[Pointing and labeling entries]
-----

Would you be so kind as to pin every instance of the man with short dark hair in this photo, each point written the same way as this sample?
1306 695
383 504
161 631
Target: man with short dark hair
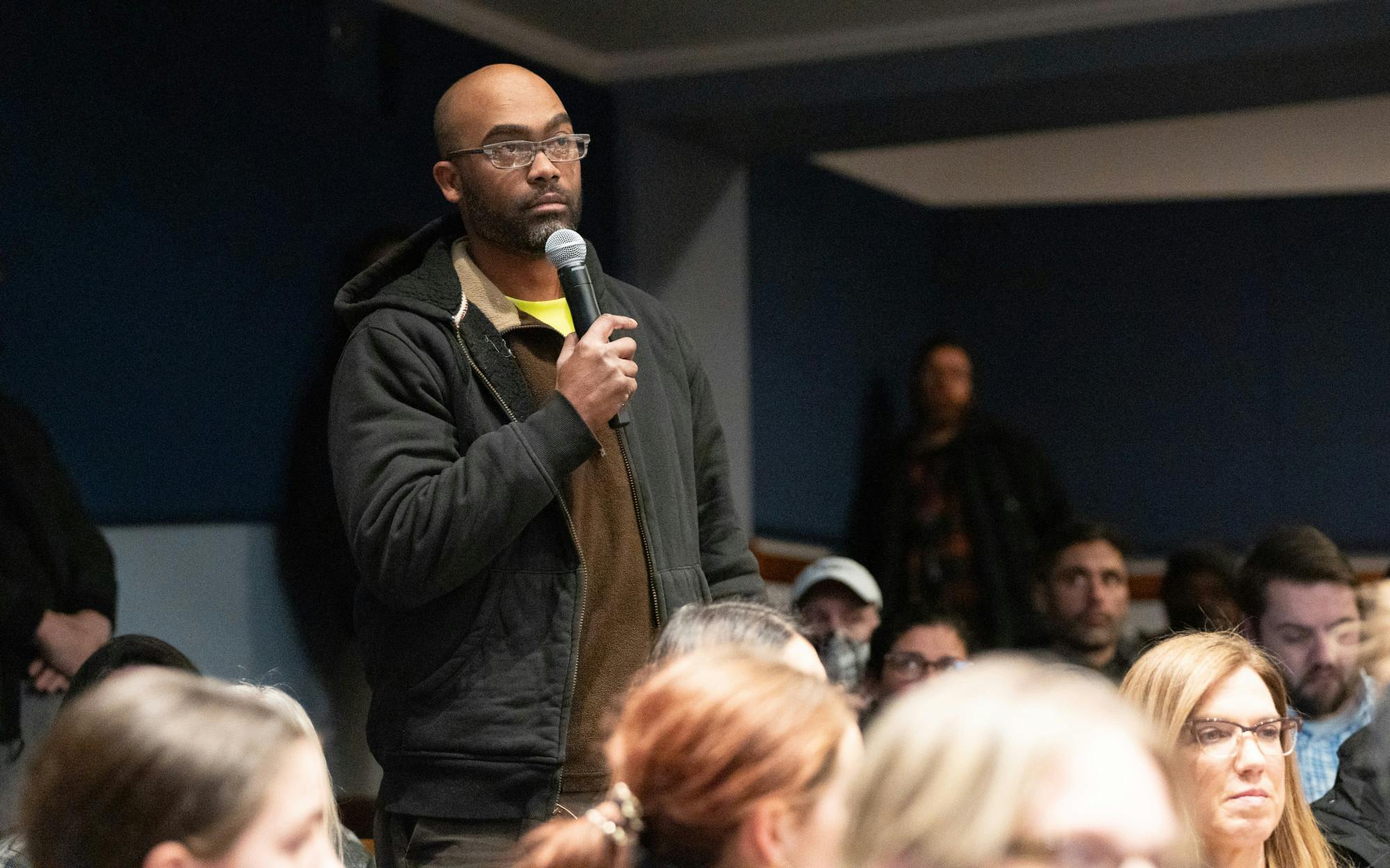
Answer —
1300 597
1197 590
518 554
951 518
1082 590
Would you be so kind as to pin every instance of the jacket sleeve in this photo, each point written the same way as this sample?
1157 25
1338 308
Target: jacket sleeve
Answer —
422 518
729 565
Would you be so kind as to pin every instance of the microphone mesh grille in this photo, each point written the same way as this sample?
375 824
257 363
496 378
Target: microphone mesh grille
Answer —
565 248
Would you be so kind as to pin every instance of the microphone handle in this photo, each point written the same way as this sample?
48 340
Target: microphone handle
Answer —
584 309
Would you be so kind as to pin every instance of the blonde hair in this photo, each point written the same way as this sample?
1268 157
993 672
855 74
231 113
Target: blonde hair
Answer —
951 768
152 755
290 707
1170 680
700 743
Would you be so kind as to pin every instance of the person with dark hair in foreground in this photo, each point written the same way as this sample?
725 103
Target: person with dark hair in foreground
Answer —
953 516
719 758
737 623
123 653
1199 590
58 596
518 552
133 651
1082 590
165 769
1300 596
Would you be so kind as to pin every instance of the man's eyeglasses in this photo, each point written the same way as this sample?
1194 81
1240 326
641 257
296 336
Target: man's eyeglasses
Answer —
515 155
913 665
1224 737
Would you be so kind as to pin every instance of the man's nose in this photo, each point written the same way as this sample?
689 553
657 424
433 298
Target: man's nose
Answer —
541 167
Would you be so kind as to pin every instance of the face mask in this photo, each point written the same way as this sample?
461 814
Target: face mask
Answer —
844 660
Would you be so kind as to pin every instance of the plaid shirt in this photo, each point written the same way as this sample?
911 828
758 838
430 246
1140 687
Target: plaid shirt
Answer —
1318 742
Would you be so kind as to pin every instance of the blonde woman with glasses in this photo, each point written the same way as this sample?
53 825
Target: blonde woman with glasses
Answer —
1221 703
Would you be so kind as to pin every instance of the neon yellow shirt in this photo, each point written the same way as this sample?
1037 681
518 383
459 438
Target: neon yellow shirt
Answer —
554 313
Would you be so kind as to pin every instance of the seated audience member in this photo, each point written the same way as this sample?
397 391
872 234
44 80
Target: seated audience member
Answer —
1082 590
1300 596
1355 815
1220 701
719 758
1199 590
166 769
1013 762
839 604
134 650
1356 811
347 844
915 647
740 623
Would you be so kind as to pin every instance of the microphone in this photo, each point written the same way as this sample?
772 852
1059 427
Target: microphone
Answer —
566 251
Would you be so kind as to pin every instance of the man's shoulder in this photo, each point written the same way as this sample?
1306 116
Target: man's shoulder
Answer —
636 300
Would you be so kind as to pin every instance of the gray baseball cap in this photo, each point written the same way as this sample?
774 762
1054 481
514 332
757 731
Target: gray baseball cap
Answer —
846 571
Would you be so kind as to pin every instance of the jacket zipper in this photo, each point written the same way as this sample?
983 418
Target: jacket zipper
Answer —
575 537
641 527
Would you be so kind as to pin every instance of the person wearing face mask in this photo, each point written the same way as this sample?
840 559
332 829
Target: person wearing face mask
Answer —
840 605
1221 703
1014 764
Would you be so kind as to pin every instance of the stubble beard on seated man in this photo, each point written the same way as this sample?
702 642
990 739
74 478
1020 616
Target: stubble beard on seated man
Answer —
515 230
1316 703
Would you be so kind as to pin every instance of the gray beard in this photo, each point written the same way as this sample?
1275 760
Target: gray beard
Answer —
518 233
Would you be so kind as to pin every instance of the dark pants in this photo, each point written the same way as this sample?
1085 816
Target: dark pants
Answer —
430 842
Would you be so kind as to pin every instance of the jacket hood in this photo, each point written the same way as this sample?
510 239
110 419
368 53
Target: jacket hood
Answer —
419 276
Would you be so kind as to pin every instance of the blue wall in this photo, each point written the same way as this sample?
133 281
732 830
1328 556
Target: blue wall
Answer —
1193 369
180 186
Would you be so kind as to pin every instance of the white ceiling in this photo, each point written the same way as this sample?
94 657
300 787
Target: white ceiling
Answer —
1335 147
611 41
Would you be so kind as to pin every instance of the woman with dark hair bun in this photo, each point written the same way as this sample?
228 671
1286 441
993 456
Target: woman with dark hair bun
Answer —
718 758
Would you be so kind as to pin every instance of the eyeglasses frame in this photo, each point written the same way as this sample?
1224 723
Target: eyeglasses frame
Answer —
1288 723
583 138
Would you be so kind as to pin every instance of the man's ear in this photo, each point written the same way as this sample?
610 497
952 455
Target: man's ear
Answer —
447 177
170 854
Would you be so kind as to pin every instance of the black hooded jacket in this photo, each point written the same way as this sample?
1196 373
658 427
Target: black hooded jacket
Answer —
1355 815
450 480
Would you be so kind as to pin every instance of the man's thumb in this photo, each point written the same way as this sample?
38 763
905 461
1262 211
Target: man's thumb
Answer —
571 341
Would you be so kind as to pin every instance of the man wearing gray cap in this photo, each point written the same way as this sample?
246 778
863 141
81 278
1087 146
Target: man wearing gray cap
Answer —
839 604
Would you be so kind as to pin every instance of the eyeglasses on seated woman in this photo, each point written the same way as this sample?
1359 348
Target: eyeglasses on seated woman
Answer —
1223 704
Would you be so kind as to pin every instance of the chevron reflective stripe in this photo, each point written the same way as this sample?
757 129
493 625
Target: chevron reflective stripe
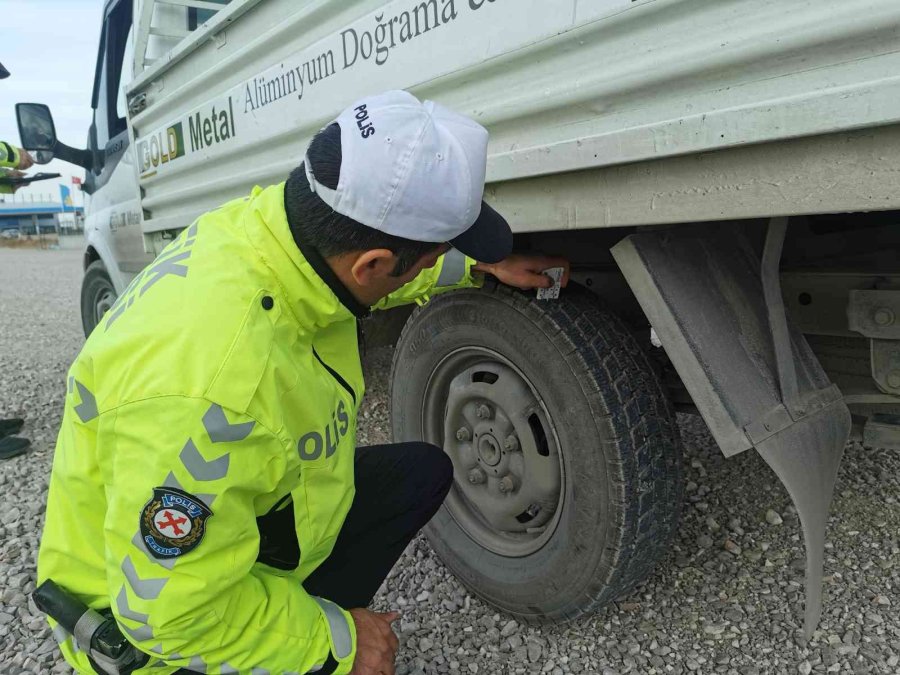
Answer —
340 631
126 611
197 665
87 409
453 269
201 469
145 589
61 634
220 431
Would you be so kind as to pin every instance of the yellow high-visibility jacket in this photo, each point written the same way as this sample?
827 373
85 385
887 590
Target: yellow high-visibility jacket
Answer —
224 383
9 155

-----

◆ **What you have to do**: Repeat all of the data above word for word, minus the pictures.

◆ **Written response**:
Would you be so kind as to pin every instance of the man with short dark hair in this photo, each point written the same way as this sample?
1306 695
383 504
161 631
Target: man with short dark hair
Answer —
1300 597
1197 590
518 554
951 518
1082 590
Would you be so kind as to pin every instance of the jacket sleeve in this photo, each point written the same way as this sample?
1157 25
1338 308
Target: jacket sleeve
Answer —
422 518
729 565
Would you be so kind as to pin every instance of the microphone mesh grille in this photo, each point written the same way as this sample?
375 824
257 363
496 378
Target: microphone mesh grille
Answer —
565 248
Would you be so kind as to pin every instance of the microphone handle in this photo, each point written the same way as this sample?
48 340
Target: microphone handle
Answer —
584 309
Would you be so kind as to pin every instance of the blonde hair in this photo, each point written the same way as this sample?
1268 157
993 672
855 74
231 113
Target: blonde hair
Answer —
951 768
152 755
290 707
1170 680
700 743
Would you be so kind as to pin every instance of the person with dark hair in foreground in this photo, each point written the same way as this sample?
725 103
Target: person with dark hair in foreground
Answer —
953 516
719 758
737 623
123 653
1199 590
58 596
518 552
133 651
1082 590
165 769
1300 596
Would you be so kind as to pin every instance of the man's eyeglasses in this photo, each point written the same way as this sample?
1194 81
1240 326
641 257
296 336
Target: man's eyeglasses
Answer —
515 155
913 665
1224 737
Would you be so kind as to pin every instance of the man's nose in this photo, each point written the same way as this sample?
689 553
657 424
433 298
Target: man's nose
Answer —
541 167
Would you be so kind as to pin every instance of the face mask in this photo, each point written the same way as this sample?
461 814
Target: face mask
Answer —
844 660
Would you be so kind as to pin every instance of the plaid shirt in this photo, each point written the same way as this sample?
911 828
758 838
430 246
1140 687
Target: plaid shirt
Answer —
1318 742
Would you be so kind as to pin every instance of the blonde woman with glasses in this photo, each point written the same way as this sample?
53 825
Target: blonde woman with glasses
Answer —
1221 703
Would you be so kind as to pin every instance of the neon yellow shirt in this photo, each point written the same way as this sample?
1037 681
518 383
459 438
Target: neon yellow shirt
Answer —
554 313
Would you be so kind as to pin every instance of the seated audience member in this photo, each point written the same way as this sample?
397 391
872 234
44 80
Target: seated audience member
Answer —
1082 590
1300 596
1355 815
1220 701
719 758
1199 590
166 769
1013 762
839 604
134 650
1356 811
347 844
915 647
740 623
Would you be so kind as to pin every instance of the microphone in this photo, each point written the same way as this sample?
772 852
1059 427
Target: microphone
Answer —
566 251
Would you be so kind as to pin every instance of the man's shoulder in this photo, each point written the same way as this sample?
1306 116
Target: man's shoulder
Answer —
636 300
Would you be so kind as to pin every instance of the gray baseball cap in this photo, each point written the same way as this sample?
774 762
1054 481
514 332
757 731
Target: gray baseball cap
Answer —
846 571
Would you be so kind as to pin every instance of the jacket zipper in this photo, each point written the same way as this sample?
983 418
Target: jacket zipper
Answer —
575 537
641 527
Would you be so kind as to pin every instance of the person wearing face mask in this photo, each point written the same way as this sample?
840 559
332 829
Target: person wearing face mask
Answer —
840 605
1221 703
1014 764
Would you be so kind as to pin every instance of the stubble beard on seated man in this photo, each point written the same way as this sample?
702 642
990 739
74 478
1020 616
Target: stubble beard on seated man
Answer —
515 230
1316 703
Would you be so kind as to pin every instance of the gray beard in this photo, each point written the same way as this sample?
1275 760
Target: gray beard
Answer —
518 233
Would you be so kind as to pin every instance of the dark pants in this photo, each point written the same way as this sample?
1085 816
Target: dark pants
Answer —
430 842
Would you be so kind as to pin every instance of the jacket hood in this photo, each point written the same way as this sample?
510 239
110 419
368 53
Target: jacket hood
Answer —
419 276
Would you be so kind as to pin every instance of the blue wall in this photo, each point written the same way as this sample?
133 281
732 830
1328 556
Target: blue wall
Answer —
1193 369
180 186
Would you be so kind as to pin every instance of the white ceiling in this photo, each point written the same way as this sample?
94 657
300 787
Target: white ceiling
Answer —
1335 147
611 41
Would you be so kind as to pin every instance of the woman with dark hair bun in this photo, each point written the same way as this sample?
228 671
1286 441
993 456
Target: woman with dark hair bun
Answer —
718 758
Would you be so kind as to pin every instance of the eyeglasses frame in this photo, each point written the same way as this sample?
1224 723
Target: eyeglasses frame
Answer —
1288 723
583 138
Would you be so kind as to pin every instance of the man's ear in this photo, each point written the same way as this sample?
610 497
952 455
Target: man's ear
Answer —
447 177
170 854
Would you be so kind as to pin every instance of the black hooded jacket in this photo, each point written the same way as this sample?
1196 373
658 427
Target: black hooded jacket
Answer —
1355 815
450 480
Would you be so kind as to pin every instance of the man's thumb in this photo, each point written the same way as this sample?
38 763
905 461
1262 211
Target: man's thumb
Answer —
571 341
Would you be so kind as to pin every instance of the man wearing gray cap in this photo, each point written the same way as this sample?
246 778
863 141
81 278
1087 146
Target: man wearing gray cap
Answer —
839 604
Would you be so kind as to pin every instance of the eyeglasses on seated woman in this photo, each point written the same way as this sample?
1359 348
Target: eyeglasses on seated woman
Answer —
1223 704
Would you be so kind as to pin every instance of the chevron reflective stripe in this photo, each point written the same way as this sample?
757 129
493 625
Target: chevron reflective stripe
Answer —
340 631
126 611
197 665
87 409
453 269
201 469
145 589
61 634
220 431
Would you be so kind as to pin every instance of the yellow high-visibility jacket in this photo, each point written the same way as this sample?
827 373
85 385
887 590
Target: yellow high-visibility jacket
Answer —
224 383
9 155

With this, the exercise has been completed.